Figure 3.

Filament formation is essential for SeqA function in vivo. (A) In a wild-type strain DNA replication is synchronous (WT), whereas in the ΔseqA∷tet strain it is asynchronous (ΔseqA). An empty pET11a plasmid does not affect replication synchrony of the ΔseqA∷tet strain (+pET11a). A pET11a plasmid encoding wild-type SeqA (+pSS1) restores replication synchrony of the ΔseqA∷tet strain (+SeqA), whereas a pET11a plasmid encoding the DNA-binding mutant SeqA-N150A/N152A (pWY1420) does not (+N150A/N152A). Effects of IPTG addition (25 μM) are shown on the bottom panels. The amounts of DNA equivalent to two chromosomes are indicated with arrowheads. (B) pET11a plasmids encoding SeqA mutants with defects in filament formation (SeqA-I21R, SeqA-T18E and SeqA-A25R) do not restore DNA replication synchrony of the ΔseqA∷tet strain (+I21R, +T18E, +A25R). Overexpression of these mutants induced by addition of 25 μM IPTG restores replication synchrony (bottom panels). Mutation of Glu9 to Ala (+E9A) shows a wild-type phenotype in the absence of IPTG but loses synchrony when protein is overexpressed, whereas the SeqA-E9R mutant plasmid (+E9R) behaves similarly to the filament defective mutants. (C) EMSAs of an oligonucleotide containing two hemimethylated GATC sites separated by 12 bp when incubated with increasing quantities (10, 50, 100 and 500 ng) of wild-type SeqA, SeqA-N150A/N152A, SeqA-I21R, SeqA-T18E and SeqA-A25R.

═══

APPLY WHAT YOU READ:
(a) Rewrite the paragraph of the figure legend that begins "Filament formation is essential for SeqA function in vivo" as a shorter bulleted list, keeping its main facts.
(b) Decide whether each statement agrees with the figure legend. Answer yes or no, and quote the legend's deciding words.
(i) An empty pET11a plasmid restores replication synchrony of the ΔseqA∷tet strain.
(ii) Overexpressing the filament-defective mutants with 25 μM IPTG restores replication synchrony.
(iii) The EMSAs used an oligonucleotide containing two hemimethylated GATC sites separated by 12 bp.
The records after this point are separate from the figure legend.

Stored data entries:
═══

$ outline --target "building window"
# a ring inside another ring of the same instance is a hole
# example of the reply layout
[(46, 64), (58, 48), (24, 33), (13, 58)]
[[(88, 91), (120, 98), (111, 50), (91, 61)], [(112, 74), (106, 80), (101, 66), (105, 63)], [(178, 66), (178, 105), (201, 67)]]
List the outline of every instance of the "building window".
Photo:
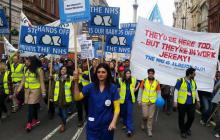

═══

EXERCISE RESULTS:
(a)
- Filament formation is essential for SeqA function in vivo.
- (A) Replication is synchronous in wild type and asynchronous in the ΔseqA∷tet strain.
  - An empty pET11a plasmid has no effect on synchrony.
  - Wild-type SeqA (pSS1) restores synchrony.
  - The DNA-binding mutant SeqA-N150A/N152A (pWY1420) does not restore synchrony.
  - Bottom panels show the effects of 25 μM IPTG, and arrowheads mark DNA amounts equal to two chromosomes.
- (B) The filament-defective mutants SeqA-I21R, SeqA-T18E and SeqA-A25R do not restore synchrony unless overexpressed with 25 μM IPTG.
  - SeqA-E9A looks wild-type without IPTG but loses synchrony when overexpressed.
  - SeqA-E9R behaves like the filament-defective mutants.
- (C) EMSAs used an oligonucleotide with two hemimethylated GATC sites 12 bp apart.
  - It was incubated with 10, 50, 100 and 500 ng of wild-type SeqA, SeqA-N150A/N152A, SeqA-I21R, SeqA-T18E and SeqA-A25R.

(b)
(i) No: "An empty pET11a plasmid does not affect replication synchrony of the ΔseqA∷tet strain (+pET11a)."
(ii) Yes: "Overexpression of these mutants induced by addition of 25 μM IPTG restores replication synchrony (bottom panels)."
(iii) Yes: "EMSAs of an oligonucleotide containing two hemimethylated GATC sites separated by 12 bp"